Sind junge Frauen denn sozial so viel sensibler?

Sie sind generell anfälliger für Depressionen, Angst und eben auch Stress bezüglich der Frage, wer sie sind. Deshalb suchen sie auch schneller nach Lösungen und Antworten.

Trotzdem hat sich die Situation für Frauen und Mädchen in den letzten Jahren doch eigentlich verbessert.

Nun, es ist offenbar gerade in modernen Gesellschaften sehr schwierig, eine Frau zu sein. Nehmen wir Finnland, ein Land, das als besonders gleichgestellt gilt. Und trotzdem fühlen sich unsere jungen Frauen nicht besser. Denn gerade diese Entwicklung erzeugt auch neuen Druck. Mädchen können es heute nie richtig machen. Wenn sie girly sind, gelten sie als altmodisch, verraten damit den Feminismus und die Gesellschaft als Ganzes. Wenn sie aber nicht feminin oder girly sind, kommt heute sofort ein neuer Druck. Es wird nämlich infrage gestellt, ob sie wirklich Mädchen sind und nicht doch vielleicht ein Junge im falschen Körper. Dieser Grat ist sehr schmal.

Was zu tun ist
• A. Zähle alles auf, wofür junge Frauen laut dem Interviewauszug generell anfälliger sind.
• B. Setze den Interviewauszug über junge Frauen nach seinem letzten Satz fort.

(Gespeicherte Einträge)
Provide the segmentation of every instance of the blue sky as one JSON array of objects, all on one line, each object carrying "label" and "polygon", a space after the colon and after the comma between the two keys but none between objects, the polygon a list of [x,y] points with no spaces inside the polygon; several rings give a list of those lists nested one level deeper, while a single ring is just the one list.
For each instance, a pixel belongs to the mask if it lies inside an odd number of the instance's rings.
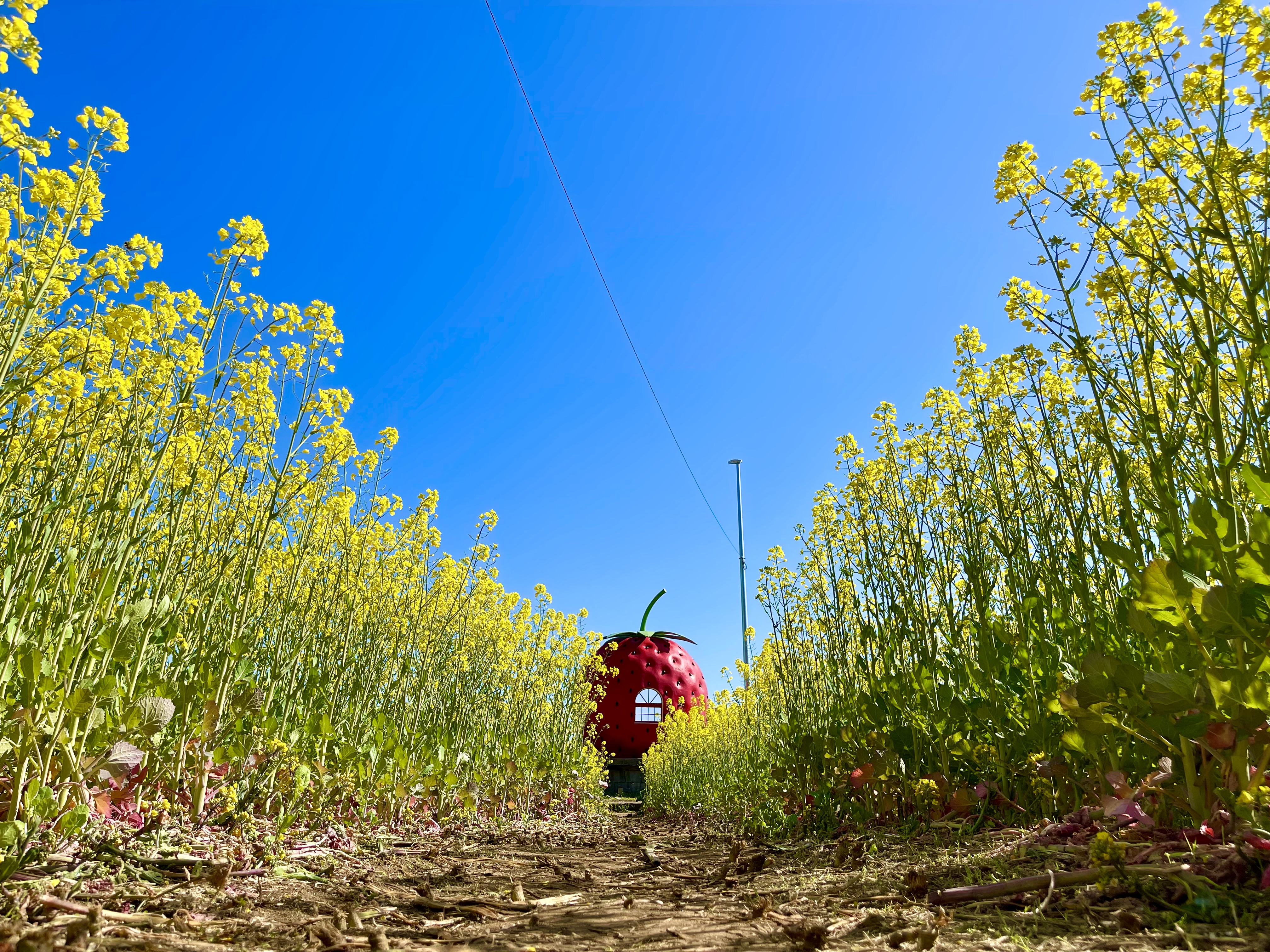
[{"label": "blue sky", "polygon": [[[1099,28],[1146,0],[495,0],[631,334],[729,533],[744,458],[751,581],[881,400],[918,413],[951,338],[1021,331],[997,291],[1033,254],[992,199],[1027,138],[1095,155],[1072,117]],[[1177,6],[1196,30],[1201,4]],[[361,444],[396,426],[391,486],[441,493],[462,548],[500,515],[502,579],[591,626],[739,655],[737,560],[657,414],[481,0],[52,0],[38,127],[119,109],[132,151],[102,239],[163,242],[202,288],[227,218],[262,218],[255,289],[324,298]],[[751,608],[759,636],[762,612]]]}]

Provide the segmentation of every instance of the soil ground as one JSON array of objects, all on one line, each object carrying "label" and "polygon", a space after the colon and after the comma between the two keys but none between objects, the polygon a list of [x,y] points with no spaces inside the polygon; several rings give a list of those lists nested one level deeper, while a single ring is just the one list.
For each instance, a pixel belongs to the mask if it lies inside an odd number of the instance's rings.
[{"label": "soil ground", "polygon": [[[1133,883],[1057,890],[1043,910],[1046,890],[951,909],[927,902],[928,889],[1085,864],[1078,848],[1029,849],[1026,834],[956,843],[866,834],[837,850],[839,864],[833,843],[743,844],[635,814],[362,842],[354,850],[300,844],[282,867],[290,878],[221,875],[221,887],[116,882],[95,891],[64,881],[60,896],[47,882],[10,882],[23,922],[0,935],[0,952],[64,944],[173,952],[1270,949],[1270,904],[1247,890],[1219,892],[1210,923],[1143,899]],[[95,910],[85,916],[76,902],[104,908],[99,925],[88,924]]]}]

Ergebnisse der Aufgaben
• A. Depressionen, Angst, Stress bezüglich der Frage, wer sie sind

• B.
Ist die Trans-Identität für Mädchen vielleicht auch ein Fluchtweg vor der Sexualisierung, die in der Pubertät einsetzt?

Ich sehe es eher im Kontext zur Frage, was eine Frau denn nun wirklich sein soll. Aber Sie haben recht, unsere Kultur ist sehr sexualisiert. Nicht nur werden junge Frauen schon sehr früh zum Ziel des omnipräsenten sexualisierten Blicks. Gleichzeitig hat auch der kulturelle Druck zugenommen, sich eben sexuell präsentieren zu müssen oder sexuelle Erlebnisse zu haben. Viele junge Frauen fühlen sich davon überfordert – und das mag auch dazu beitragen, dass sie sich in eine andere Gender-Identität flüchten.

Das Thema betrifft insbesondere auch die Schulen. Viele lassen sich von Trans-Aktivisten beraten. Manche erlauben den Schülern auch die soziale Transition, ohne dass die Eltern informiert werden. Ist das sinnvoll?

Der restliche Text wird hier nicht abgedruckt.